**Given passage**
It is that time of the season for all of the colds/flus! I worked overnight and everyone was coughing so I wore a mask. We had a patient that we found out after him coming to our unit that he had the flu so we had to put him on droplet and contact precautions and move his room mate. This patient had no manners. Before we moved my patient the flu guy walked over to my patient's side of the room apologizing that we had to move him and my patient just stared at him and looked away. He was not happy. Especially since that guy was hacking up a lung...

So, this patient apologized to your patient for your patient having to be moved to another room as he was flu positive, and your patient stared at him and then ignored him. Yet, the patient with the flu was the rude one? It wasn't his fault that he was placed in a semi private room.

...So we moved my patient and the flu guy had his room door wide open. I got so tired of hearing him cough that we finally closed his door. Was that wrong to do? ...

Yes, in my opinion it was wrong, and rude. Why not give him a bell and hang an unclean sign around his neck?

...Also we were in the middle of giving shift report outside of his room and he opened his door and stood right outside the doorway where we were all giving report and we told him to go back in his room and hes like I am in my room and he pointed to the floor where the line was on the tile. Was it wrong to handle the situation like this? ...

**Description of the task**
Return the portion of the exchange about the flu patient starting at "Yes, in my opinion" and ending at "like this? ...", copied word for word. The records come from a different source than the exchange about the flu patient.

**Stored data**

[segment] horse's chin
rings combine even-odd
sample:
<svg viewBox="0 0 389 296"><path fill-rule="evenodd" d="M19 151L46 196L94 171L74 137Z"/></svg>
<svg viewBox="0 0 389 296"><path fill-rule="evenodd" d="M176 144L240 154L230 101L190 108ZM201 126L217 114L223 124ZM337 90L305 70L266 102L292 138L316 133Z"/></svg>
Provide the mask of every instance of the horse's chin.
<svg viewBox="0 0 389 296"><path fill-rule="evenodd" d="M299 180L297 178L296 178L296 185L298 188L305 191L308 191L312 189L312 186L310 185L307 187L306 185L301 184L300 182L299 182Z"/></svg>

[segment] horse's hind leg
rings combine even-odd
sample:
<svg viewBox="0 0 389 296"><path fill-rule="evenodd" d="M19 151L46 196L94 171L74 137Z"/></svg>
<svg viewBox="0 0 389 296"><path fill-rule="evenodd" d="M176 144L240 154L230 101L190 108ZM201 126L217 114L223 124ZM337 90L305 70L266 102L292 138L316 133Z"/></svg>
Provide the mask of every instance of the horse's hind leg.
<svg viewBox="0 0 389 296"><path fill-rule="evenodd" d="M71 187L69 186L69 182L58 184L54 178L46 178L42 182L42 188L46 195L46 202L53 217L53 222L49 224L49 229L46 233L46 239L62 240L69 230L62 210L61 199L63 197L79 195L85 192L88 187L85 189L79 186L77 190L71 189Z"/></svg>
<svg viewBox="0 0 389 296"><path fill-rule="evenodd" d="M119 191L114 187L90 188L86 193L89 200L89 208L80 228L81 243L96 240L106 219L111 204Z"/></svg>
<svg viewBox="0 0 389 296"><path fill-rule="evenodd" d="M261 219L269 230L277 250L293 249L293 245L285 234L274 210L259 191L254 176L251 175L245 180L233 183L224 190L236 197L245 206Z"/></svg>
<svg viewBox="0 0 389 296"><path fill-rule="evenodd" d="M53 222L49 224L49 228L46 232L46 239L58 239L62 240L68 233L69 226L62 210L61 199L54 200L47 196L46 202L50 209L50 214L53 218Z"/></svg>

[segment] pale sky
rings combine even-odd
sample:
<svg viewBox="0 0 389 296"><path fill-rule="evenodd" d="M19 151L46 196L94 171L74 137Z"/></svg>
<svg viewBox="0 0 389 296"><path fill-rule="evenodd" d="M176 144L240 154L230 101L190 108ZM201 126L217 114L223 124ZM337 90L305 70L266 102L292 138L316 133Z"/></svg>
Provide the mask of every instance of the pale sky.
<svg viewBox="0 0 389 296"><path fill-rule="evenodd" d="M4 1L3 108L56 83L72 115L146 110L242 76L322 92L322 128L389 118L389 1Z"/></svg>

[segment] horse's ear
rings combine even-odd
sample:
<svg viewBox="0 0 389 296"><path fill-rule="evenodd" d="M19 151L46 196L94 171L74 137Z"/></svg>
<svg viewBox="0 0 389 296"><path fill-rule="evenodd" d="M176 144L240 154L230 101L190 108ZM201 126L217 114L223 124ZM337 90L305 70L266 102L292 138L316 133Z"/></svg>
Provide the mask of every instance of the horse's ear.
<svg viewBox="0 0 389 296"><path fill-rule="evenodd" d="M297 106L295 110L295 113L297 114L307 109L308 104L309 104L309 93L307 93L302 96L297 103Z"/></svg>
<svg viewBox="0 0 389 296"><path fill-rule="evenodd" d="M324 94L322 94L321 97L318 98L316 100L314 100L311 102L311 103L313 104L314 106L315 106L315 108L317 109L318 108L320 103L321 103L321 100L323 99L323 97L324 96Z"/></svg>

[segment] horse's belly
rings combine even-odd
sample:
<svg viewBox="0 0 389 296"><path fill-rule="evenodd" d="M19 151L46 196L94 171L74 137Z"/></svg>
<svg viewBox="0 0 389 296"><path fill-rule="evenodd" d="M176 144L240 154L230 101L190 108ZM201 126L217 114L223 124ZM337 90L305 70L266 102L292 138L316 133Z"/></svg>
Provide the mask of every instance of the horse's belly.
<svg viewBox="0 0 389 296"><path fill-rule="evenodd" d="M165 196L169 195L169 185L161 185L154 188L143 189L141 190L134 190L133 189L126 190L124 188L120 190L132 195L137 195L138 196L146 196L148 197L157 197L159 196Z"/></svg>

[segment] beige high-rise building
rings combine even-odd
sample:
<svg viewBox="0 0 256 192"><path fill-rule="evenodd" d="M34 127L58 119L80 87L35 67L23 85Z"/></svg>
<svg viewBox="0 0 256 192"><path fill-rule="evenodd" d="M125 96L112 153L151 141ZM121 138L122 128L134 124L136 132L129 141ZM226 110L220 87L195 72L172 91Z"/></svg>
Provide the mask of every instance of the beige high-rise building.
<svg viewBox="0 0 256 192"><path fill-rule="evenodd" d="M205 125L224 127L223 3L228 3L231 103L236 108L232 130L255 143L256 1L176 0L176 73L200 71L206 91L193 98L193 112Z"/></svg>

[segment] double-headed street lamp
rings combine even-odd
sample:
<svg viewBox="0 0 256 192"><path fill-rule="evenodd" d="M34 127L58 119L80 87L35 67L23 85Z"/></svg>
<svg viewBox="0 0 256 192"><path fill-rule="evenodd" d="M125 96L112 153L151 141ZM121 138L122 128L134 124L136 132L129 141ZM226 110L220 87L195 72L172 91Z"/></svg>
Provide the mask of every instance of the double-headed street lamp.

**Written solution**
Yes, in my opinion it was wrong, and rude. Why not give him a bell and hang an unclean sign around his neck?

...Also we were in the middle of giving shift report outside of his room and he opened his door and stood right outside the doorway where we were all giving report and we told him to go back in his room and hes like I am in my room and he pointed to the floor where the line was on the tile. Was it wrong to handle the situation like this? ...